_Extrait du texte_
-=-=-=-=-
L'article 17 bis AA est supprimé.

Article 18

Mme Agnès Firmin Le Bodo, députée. - La création d'une seule union régionale des professionnels de santé (URPS) interprofessionnelle, approuvée par l'Union nationale des professionnels de santé, nous semble s'imposer, compte tenu du faible nombre de ces derniers à Mayotte. L'ARS aura ainsi un seul interlocuteur et les professionnels de santé ne dépendront plus de La Réunion. J'ajoute que Mayotte sera en avance sur l'Hexagone, car l'interprofessionnalité est amenée à s'y développer dans le secteur sanitaire.

Mme Estelle Youssouffa, députée. - Les professionnels de santé sont unanimement opposés à cette disposition et demandent que l'on revienne au texte adopté par le Sénat. Là encore, il s'agit de créer une dérogation au droit commun. Par ailleurs, l'URPS ainsi créée ne serait pas financée et n'aurait pas d'existence au sein des instances nationales.

Mme Christine Bonfanti-Dossat, sénatrice. - Cette disposition m'apparaît comme une première étape. Nous pourrions prévoir une clause de revoyure, qui permettrait d'envisager ultérieurement la création de différentes URPS. Je précise que cette union interprofessionnelle pourra - et c'est, me semble-t-il, le plus important - être financée et exercer les mêmes missions que les URPS des autres territoires.

M. Philippe Vigier, rapporteur pour l'Assemblée nationale. - Premièrement, cette URPS sera éligible au financement. Deuxièmement, de très bons professionnels de santé exercent à Mayotte ; il est important de les fédérer et de les mettre en réseau, sans que cela empêche d'éventuelles évolutions à l'avenir.

L'article 18 est adopté dans la rédaction issue des travaux de la commission mixte paritaire.

La réunion est suspendue de dix heures cinquante à onze heures vingt-cinq.

CHAPITRE II
FAVORISER L'AMÉNAGEMENT DURABLE DE MAYOTTE

Article 19 (supprimé)
-=-=-=-=-
_Données enregistrées_

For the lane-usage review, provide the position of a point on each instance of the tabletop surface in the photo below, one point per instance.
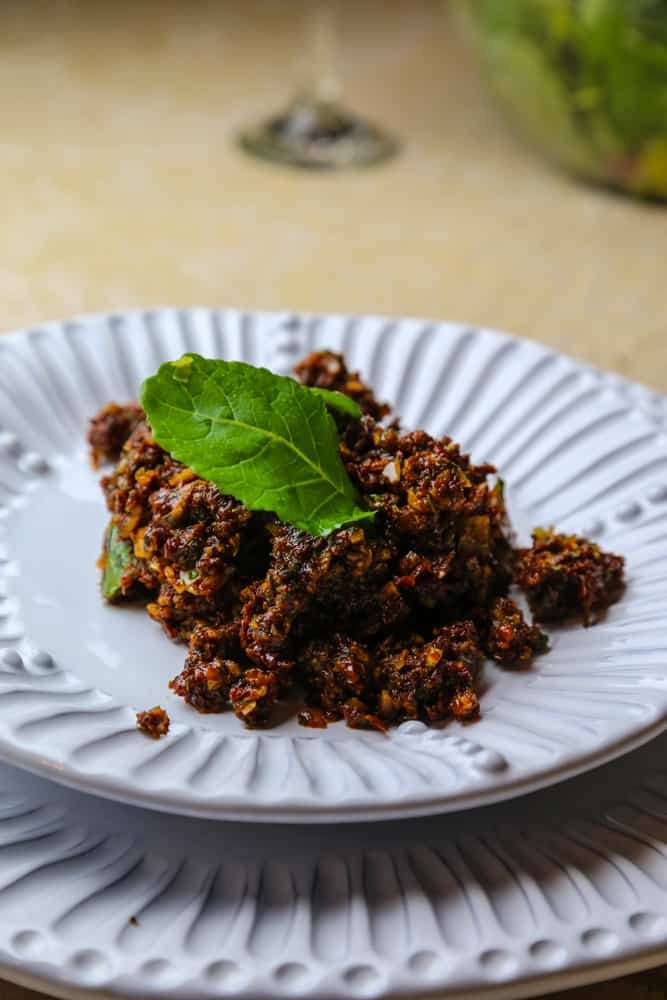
-=-=-=-=-
_Travail demandé_
Relevez toutes les personnes qui prennent la parole dans l'extrait du texte, avec la fonction indiquée pour chacune.

_Réponse au problème_
- Mme Agnès Firmin Le Bodo, députée
- Mme Estelle Youssouffa, députée
- Mme Christine Bonfanti-Dossat, sénatrice
- M. Philippe Vigier, rapporteur pour l'Assemblée nationale